#### Supplied entries
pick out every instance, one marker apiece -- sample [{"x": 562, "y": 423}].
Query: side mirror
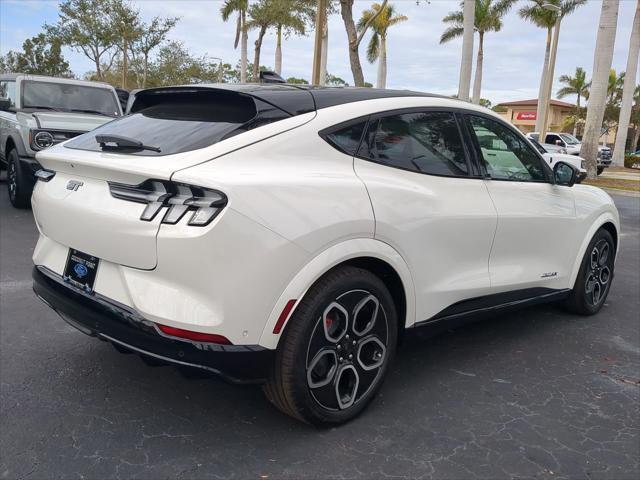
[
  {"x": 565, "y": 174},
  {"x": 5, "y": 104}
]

* * *

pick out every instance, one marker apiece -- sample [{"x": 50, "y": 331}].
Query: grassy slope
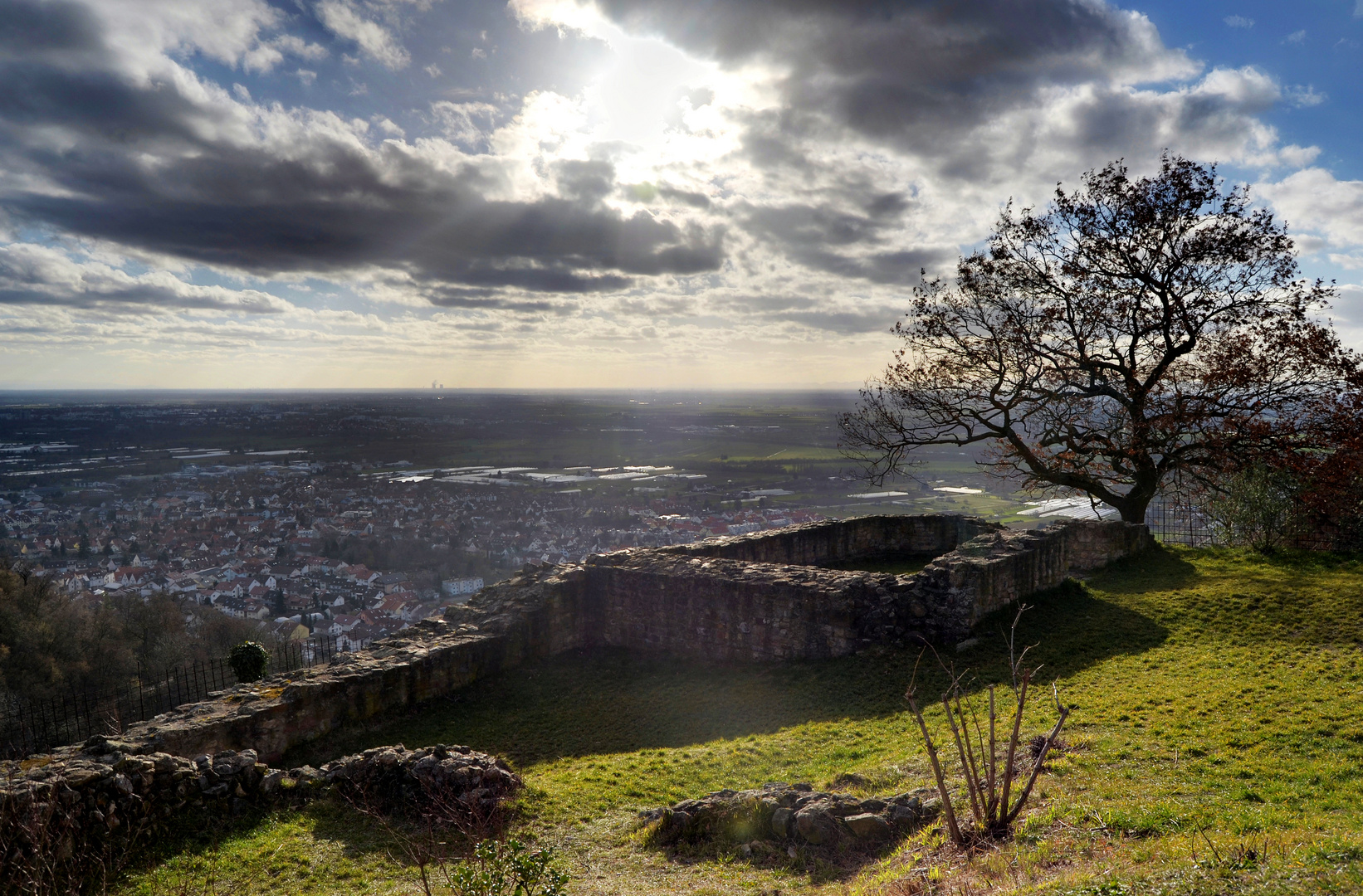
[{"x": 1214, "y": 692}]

#### Set exercise
List each line of the records that contains the word "every".

#### Answer in full
pick out every instance, one marker apiece -- sample [{"x": 562, "y": 423}].
pick out every instance, one marker apiece -- sample [{"x": 50, "y": 331}].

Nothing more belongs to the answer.